* RECORDS SUPPLIED *
::::::::::

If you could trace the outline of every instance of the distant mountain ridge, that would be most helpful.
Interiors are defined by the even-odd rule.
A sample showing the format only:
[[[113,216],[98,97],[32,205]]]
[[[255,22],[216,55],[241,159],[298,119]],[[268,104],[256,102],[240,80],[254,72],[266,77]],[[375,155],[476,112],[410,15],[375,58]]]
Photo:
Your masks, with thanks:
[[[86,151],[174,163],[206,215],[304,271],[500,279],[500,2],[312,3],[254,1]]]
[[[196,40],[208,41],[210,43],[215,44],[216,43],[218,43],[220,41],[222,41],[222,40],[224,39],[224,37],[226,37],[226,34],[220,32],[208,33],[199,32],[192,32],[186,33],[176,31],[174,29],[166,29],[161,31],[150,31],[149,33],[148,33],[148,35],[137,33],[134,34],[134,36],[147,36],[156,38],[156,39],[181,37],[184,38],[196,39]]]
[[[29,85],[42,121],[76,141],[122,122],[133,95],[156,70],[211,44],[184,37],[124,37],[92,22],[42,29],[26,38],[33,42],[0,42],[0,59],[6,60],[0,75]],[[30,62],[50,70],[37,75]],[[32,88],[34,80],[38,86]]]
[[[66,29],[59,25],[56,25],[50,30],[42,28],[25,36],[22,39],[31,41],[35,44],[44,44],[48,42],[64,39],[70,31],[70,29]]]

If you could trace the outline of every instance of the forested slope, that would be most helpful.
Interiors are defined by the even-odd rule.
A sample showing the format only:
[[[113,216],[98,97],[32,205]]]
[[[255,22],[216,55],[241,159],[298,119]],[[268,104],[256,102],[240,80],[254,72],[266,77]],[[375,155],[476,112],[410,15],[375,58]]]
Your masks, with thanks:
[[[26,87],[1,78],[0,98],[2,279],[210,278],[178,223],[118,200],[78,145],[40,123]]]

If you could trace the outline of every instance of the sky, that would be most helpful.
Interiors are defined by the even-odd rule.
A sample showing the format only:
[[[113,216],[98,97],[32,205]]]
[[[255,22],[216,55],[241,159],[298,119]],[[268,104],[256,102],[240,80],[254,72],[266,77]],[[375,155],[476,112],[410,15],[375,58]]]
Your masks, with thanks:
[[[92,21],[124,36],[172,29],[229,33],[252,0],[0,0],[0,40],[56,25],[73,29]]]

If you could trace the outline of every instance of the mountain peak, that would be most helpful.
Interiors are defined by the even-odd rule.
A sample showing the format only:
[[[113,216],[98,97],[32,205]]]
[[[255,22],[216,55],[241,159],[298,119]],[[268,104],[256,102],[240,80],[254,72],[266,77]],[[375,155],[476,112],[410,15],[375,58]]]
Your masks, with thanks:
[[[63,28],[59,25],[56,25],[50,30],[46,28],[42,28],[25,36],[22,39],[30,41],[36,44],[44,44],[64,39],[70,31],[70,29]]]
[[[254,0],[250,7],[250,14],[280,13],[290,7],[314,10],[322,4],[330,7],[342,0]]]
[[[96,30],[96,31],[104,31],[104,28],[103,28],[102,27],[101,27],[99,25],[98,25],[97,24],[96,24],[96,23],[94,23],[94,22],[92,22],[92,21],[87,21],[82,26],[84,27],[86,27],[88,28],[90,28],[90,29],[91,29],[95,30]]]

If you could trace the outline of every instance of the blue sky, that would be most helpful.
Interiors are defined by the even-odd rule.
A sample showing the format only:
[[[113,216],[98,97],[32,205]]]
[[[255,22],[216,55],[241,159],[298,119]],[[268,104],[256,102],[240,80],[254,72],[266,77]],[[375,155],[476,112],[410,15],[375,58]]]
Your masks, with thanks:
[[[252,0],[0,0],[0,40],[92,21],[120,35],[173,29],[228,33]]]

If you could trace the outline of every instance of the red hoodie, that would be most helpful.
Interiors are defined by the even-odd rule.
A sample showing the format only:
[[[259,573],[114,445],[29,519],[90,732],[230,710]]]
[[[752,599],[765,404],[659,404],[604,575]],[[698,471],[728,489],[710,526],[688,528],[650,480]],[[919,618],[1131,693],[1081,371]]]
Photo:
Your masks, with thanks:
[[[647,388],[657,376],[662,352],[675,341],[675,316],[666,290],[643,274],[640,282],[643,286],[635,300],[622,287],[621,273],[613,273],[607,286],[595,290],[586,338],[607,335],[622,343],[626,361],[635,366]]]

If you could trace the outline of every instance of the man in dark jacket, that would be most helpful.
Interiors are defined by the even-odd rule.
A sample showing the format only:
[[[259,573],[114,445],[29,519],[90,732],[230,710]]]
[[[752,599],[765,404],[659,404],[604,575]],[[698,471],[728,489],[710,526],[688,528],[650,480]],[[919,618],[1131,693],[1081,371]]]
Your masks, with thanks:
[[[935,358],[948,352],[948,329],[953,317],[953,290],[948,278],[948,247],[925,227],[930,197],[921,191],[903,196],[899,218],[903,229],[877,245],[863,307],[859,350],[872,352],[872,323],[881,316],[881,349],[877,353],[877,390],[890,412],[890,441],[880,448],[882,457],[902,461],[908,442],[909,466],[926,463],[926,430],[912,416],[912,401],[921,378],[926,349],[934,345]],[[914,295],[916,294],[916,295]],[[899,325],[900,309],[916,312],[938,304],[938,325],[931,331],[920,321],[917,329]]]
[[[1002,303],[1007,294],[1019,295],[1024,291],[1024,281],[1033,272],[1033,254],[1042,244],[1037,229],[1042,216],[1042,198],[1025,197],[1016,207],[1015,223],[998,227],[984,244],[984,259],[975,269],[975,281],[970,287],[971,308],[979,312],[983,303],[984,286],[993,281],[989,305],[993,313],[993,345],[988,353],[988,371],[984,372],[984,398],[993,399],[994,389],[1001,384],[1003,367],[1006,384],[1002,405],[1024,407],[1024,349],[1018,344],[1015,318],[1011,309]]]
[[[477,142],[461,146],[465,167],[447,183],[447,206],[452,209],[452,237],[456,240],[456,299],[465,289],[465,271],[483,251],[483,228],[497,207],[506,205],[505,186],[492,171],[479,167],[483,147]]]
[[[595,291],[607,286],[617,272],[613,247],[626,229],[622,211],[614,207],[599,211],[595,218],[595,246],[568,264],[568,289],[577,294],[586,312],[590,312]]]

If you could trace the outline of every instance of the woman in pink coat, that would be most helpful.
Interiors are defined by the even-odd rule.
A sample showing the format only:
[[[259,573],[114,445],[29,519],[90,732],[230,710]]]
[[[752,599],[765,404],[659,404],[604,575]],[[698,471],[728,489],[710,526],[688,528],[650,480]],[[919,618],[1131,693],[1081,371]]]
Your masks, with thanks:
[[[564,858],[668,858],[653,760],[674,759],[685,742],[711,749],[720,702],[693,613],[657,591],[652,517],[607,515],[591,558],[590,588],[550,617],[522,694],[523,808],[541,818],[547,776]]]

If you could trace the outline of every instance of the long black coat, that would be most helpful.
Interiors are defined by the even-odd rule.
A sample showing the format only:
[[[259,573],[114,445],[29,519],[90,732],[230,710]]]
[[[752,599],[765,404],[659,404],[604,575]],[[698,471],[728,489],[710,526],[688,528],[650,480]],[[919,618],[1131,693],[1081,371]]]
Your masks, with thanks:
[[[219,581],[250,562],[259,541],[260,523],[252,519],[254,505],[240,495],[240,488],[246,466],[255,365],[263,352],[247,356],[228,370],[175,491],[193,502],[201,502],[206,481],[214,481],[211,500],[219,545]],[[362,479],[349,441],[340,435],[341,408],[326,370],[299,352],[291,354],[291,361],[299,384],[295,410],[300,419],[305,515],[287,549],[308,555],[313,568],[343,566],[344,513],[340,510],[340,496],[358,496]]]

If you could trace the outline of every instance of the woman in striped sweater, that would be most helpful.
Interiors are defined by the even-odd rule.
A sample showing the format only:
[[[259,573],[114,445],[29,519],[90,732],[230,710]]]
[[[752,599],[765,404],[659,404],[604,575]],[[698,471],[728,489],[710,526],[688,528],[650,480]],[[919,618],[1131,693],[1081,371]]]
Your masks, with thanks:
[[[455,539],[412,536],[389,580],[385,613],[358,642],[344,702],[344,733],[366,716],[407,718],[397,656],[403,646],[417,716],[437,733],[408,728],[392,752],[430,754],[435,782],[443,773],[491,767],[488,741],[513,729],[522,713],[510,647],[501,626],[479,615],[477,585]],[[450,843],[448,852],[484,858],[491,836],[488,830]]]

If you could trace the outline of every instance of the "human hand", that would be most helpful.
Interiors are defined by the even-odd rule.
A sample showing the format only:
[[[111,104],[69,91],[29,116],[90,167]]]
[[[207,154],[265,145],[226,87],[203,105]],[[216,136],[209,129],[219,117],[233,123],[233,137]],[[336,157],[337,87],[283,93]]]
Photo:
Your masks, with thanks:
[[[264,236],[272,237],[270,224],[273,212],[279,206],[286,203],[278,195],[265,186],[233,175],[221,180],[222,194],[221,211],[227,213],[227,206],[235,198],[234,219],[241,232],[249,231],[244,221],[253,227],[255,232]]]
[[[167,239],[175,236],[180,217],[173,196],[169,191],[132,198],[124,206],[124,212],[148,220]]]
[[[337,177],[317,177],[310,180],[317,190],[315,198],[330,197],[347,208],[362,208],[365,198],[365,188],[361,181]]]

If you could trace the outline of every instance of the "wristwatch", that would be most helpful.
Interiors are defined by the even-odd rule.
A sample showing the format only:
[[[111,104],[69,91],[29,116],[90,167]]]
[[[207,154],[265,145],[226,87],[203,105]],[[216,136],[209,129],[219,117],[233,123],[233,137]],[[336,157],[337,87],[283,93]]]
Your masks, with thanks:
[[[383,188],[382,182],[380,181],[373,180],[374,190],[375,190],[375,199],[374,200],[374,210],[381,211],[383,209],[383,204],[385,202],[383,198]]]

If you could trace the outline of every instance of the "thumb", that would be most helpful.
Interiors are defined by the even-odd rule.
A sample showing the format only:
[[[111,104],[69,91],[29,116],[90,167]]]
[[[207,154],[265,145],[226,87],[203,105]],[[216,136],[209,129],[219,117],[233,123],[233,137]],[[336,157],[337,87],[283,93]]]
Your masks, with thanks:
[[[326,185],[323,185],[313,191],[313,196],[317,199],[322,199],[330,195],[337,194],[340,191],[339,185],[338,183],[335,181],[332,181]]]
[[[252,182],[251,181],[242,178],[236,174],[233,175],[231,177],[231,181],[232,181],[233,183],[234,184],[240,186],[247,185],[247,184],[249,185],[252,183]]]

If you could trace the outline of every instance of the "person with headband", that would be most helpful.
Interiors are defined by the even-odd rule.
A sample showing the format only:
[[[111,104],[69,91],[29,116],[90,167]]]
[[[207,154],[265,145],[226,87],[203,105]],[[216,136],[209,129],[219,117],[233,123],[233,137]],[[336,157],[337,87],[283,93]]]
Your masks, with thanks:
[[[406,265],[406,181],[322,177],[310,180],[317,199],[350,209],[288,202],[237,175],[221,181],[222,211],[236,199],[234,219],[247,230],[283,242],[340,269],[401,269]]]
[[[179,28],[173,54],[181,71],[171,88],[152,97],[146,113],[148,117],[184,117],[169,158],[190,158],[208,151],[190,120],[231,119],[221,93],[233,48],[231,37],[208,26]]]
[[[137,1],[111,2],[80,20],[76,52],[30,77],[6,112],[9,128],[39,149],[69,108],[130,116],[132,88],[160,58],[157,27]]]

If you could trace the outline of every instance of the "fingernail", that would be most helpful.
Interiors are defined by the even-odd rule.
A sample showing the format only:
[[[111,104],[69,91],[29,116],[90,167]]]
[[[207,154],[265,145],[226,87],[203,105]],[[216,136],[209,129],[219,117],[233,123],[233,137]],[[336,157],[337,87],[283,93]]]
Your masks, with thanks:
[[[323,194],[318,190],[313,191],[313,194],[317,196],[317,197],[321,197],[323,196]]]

::::::::::

* PROBLEM DETAILS *
Rewrite the lines from the one containing "peak, that would be most helpful." through the one containing "[[[252,0],[0,0],[0,40],[92,21],[120,35],[173,29],[228,33]]]", swapping "blue sky" for "clear sky" and leaving everything else unchanged.

* THE ANSWER *
If you could trace the outline of every instance of the mountain peak, that would be most helpful.
Interiors are defined by the even-odd rule.
A sample showing the format only:
[[[113,216],[98,97],[32,205]]]
[[[255,22],[216,55],[241,159],[298,119]],[[268,104],[256,102],[240,80],[254,72],[266,77]],[[375,155],[476,112],[410,15],[375,58]]]
Your masks, with thanks:
[[[63,28],[59,25],[56,25],[50,30],[46,28],[42,28],[25,36],[22,39],[30,41],[36,44],[44,44],[64,39],[70,31],[70,29]]]
[[[254,0],[250,7],[250,14],[280,13],[290,7],[314,10],[322,4],[330,7],[342,0]]]
[[[96,30],[96,31],[104,31],[104,28],[103,28],[102,27],[101,27],[99,25],[98,25],[97,24],[96,24],[96,23],[94,23],[94,22],[92,22],[92,21],[87,21],[82,26],[84,27],[86,27],[88,28],[90,28],[90,29],[91,29],[95,30]]]

If you could trace the outline of every instance of the clear sky, that would be most helpful.
Interiors are defined by the even-odd rule.
A sample showing the format only:
[[[113,216],[98,97],[32,205]]]
[[[255,22],[216,55],[241,159],[298,119]],[[268,104],[256,102],[240,80],[254,72],[266,77]],[[375,155],[476,112],[410,15],[375,58]]]
Your masks, with thanks:
[[[252,0],[0,0],[0,40],[92,21],[120,35],[173,29],[228,33]]]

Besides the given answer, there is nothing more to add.